Rows excerpted from a collection:
[Start]
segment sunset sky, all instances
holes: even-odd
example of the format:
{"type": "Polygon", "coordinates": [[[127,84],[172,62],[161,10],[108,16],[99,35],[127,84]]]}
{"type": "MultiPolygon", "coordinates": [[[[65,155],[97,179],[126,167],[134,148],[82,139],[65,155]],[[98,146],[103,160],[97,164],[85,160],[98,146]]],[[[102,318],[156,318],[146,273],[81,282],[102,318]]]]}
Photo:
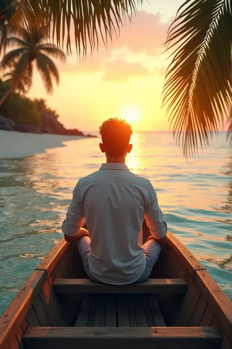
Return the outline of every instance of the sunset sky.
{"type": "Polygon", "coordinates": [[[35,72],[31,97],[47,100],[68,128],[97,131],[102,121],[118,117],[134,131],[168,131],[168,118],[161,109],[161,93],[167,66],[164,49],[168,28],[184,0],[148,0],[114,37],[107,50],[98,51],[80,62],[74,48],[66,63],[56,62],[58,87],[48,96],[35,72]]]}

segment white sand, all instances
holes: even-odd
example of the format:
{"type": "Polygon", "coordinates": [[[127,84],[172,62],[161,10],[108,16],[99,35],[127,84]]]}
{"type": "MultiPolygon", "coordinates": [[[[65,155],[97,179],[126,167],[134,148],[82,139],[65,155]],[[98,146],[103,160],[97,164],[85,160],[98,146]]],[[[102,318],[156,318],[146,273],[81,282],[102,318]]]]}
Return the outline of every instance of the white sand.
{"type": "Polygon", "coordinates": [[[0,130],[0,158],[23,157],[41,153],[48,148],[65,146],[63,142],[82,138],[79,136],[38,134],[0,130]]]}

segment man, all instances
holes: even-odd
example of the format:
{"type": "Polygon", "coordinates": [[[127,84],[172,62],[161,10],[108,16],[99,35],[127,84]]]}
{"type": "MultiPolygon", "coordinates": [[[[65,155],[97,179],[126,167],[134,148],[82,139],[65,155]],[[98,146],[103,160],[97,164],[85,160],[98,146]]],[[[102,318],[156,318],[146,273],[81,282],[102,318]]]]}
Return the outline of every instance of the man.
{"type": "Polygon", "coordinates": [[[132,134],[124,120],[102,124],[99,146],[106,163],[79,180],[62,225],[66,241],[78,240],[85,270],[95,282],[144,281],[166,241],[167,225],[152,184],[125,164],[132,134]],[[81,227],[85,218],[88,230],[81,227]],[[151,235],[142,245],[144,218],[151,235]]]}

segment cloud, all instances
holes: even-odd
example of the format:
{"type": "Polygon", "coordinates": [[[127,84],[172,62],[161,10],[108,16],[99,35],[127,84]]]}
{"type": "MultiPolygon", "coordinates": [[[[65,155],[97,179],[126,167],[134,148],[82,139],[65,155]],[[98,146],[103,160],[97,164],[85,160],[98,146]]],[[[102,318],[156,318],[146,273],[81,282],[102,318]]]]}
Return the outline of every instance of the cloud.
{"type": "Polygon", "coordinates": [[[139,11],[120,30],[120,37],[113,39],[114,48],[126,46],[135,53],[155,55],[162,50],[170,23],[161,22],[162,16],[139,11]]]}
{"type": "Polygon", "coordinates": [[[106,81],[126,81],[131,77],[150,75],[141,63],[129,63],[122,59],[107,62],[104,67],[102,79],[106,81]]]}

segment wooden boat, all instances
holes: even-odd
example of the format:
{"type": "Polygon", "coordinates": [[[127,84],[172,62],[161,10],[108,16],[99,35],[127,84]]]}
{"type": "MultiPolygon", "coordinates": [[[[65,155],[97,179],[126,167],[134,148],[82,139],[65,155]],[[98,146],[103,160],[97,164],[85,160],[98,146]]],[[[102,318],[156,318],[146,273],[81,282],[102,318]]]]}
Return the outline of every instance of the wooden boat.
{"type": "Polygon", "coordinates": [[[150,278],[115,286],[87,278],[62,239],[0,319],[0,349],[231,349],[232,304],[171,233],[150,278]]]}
[End]
[Start]
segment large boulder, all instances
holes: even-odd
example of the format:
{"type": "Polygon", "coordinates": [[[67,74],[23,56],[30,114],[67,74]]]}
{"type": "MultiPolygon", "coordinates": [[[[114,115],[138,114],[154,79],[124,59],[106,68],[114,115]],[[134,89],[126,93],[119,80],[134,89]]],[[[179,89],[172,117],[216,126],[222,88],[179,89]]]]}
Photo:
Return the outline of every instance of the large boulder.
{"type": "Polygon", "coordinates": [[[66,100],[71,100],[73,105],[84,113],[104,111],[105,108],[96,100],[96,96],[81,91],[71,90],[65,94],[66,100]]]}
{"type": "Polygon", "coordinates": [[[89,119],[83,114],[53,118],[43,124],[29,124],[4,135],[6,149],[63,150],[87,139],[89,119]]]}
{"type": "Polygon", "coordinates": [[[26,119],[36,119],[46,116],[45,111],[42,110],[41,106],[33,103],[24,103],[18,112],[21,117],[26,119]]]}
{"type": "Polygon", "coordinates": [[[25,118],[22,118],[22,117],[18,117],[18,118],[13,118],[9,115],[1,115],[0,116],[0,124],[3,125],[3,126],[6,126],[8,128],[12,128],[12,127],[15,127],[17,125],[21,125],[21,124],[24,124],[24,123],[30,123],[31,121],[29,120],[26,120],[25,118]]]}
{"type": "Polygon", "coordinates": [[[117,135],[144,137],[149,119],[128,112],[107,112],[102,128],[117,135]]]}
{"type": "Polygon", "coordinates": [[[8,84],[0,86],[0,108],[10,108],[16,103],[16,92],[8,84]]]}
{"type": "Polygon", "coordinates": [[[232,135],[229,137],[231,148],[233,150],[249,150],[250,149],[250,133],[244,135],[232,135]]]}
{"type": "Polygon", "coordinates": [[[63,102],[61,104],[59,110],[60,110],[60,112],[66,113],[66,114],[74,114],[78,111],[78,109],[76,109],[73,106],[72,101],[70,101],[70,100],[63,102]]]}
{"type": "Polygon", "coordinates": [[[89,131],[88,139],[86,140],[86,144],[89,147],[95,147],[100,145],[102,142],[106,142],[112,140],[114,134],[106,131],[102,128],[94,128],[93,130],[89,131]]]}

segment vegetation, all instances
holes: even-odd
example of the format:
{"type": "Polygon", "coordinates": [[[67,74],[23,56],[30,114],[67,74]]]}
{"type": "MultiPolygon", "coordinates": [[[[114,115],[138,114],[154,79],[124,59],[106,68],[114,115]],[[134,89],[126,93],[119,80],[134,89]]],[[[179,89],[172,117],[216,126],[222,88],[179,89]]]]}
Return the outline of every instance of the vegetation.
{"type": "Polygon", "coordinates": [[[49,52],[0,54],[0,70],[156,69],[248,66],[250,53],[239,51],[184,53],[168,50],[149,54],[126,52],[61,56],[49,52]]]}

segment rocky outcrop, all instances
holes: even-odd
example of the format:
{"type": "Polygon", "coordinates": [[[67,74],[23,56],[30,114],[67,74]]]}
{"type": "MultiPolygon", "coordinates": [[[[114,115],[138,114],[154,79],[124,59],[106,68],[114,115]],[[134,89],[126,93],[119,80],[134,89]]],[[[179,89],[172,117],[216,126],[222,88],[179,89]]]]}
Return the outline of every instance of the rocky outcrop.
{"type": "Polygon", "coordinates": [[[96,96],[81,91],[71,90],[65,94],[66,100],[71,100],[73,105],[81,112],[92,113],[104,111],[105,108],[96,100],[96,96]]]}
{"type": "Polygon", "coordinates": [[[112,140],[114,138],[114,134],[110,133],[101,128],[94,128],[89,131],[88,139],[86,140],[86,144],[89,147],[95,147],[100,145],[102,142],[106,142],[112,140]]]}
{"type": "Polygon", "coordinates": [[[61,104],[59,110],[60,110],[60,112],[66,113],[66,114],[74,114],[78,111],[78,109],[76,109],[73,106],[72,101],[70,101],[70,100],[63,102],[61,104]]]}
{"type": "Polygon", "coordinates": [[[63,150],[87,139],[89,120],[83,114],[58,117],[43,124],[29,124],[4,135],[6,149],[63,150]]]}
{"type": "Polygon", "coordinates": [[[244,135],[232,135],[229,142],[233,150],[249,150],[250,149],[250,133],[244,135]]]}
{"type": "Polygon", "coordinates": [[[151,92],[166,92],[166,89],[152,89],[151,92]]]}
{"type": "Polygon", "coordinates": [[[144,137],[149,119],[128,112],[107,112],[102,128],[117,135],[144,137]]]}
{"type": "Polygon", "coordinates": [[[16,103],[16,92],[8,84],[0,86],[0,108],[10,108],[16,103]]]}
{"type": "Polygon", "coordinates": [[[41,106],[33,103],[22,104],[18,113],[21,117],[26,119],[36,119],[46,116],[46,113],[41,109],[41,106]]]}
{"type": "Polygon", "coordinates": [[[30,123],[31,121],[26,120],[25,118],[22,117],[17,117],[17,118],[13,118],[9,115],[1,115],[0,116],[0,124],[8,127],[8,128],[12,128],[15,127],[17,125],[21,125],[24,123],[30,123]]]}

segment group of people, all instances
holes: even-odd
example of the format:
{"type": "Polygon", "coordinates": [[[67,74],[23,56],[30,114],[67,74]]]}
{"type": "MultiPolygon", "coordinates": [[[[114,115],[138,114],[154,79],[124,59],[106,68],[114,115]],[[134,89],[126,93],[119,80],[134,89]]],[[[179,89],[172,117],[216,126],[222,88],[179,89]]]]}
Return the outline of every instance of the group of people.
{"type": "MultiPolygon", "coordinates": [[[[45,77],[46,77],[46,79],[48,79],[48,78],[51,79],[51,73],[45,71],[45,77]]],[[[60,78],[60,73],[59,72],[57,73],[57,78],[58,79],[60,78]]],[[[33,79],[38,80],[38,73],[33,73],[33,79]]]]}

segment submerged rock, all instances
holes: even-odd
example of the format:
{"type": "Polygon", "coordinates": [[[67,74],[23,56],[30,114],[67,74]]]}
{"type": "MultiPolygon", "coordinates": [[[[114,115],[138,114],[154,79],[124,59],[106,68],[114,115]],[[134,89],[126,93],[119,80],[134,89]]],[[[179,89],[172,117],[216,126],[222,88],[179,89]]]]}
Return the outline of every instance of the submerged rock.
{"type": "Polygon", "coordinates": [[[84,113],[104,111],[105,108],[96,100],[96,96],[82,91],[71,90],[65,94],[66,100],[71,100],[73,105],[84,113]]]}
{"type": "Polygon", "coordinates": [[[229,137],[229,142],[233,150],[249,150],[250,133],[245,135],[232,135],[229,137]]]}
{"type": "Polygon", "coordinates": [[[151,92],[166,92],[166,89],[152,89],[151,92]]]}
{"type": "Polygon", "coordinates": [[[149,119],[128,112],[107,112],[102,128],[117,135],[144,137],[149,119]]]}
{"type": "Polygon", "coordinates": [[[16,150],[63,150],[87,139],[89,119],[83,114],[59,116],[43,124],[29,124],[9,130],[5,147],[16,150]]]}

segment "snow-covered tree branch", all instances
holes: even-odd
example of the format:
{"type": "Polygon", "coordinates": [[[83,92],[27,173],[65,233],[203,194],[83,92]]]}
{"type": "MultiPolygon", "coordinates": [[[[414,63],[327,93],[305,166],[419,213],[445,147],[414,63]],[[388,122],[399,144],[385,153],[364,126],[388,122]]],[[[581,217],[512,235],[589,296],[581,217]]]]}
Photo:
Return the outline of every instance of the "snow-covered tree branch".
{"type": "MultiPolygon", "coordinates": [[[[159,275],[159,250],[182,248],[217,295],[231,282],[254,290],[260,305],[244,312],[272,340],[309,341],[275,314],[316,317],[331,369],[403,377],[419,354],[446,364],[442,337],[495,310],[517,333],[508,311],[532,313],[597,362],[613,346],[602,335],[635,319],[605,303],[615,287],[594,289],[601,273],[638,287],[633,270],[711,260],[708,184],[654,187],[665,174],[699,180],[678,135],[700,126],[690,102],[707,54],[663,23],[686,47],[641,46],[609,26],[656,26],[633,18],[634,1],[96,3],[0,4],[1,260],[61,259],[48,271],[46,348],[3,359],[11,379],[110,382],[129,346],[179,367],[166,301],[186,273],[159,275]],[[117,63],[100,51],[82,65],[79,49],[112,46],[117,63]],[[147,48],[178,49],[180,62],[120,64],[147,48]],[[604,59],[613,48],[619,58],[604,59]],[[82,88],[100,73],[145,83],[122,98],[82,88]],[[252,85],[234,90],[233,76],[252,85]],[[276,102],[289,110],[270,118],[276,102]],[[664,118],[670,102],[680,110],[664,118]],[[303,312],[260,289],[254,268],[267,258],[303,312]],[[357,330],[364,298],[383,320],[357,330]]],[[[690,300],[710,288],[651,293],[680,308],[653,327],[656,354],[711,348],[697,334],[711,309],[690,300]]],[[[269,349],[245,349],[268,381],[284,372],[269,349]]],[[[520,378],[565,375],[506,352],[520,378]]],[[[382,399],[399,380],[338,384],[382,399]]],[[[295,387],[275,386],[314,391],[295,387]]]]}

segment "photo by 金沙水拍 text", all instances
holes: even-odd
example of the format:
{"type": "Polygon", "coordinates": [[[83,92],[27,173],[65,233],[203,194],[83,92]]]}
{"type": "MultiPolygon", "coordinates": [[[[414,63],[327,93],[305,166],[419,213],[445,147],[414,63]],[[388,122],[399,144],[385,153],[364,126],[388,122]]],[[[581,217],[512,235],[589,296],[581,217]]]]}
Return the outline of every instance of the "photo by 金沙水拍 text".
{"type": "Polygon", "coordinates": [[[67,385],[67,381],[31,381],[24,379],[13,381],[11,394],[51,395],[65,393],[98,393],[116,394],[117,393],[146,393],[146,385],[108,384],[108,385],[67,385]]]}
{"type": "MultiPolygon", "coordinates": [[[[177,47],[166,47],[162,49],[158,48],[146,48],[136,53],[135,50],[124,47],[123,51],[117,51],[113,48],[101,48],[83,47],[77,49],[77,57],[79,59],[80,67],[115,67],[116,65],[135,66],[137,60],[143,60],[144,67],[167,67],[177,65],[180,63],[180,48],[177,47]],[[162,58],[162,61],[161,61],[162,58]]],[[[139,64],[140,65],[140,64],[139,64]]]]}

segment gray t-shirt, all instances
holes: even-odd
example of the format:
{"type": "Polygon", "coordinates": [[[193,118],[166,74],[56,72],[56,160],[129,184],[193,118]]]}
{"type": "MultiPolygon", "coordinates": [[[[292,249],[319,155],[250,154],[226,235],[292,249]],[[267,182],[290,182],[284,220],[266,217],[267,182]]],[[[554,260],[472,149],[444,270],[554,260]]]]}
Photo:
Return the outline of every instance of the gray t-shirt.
[End]
Stated task → Filter the rows above, keeping only the lines that contain the string "cloud". Copy each of those lines in full.

Output below →
segment cloud, all instances
Return the outline of every instance of the cloud.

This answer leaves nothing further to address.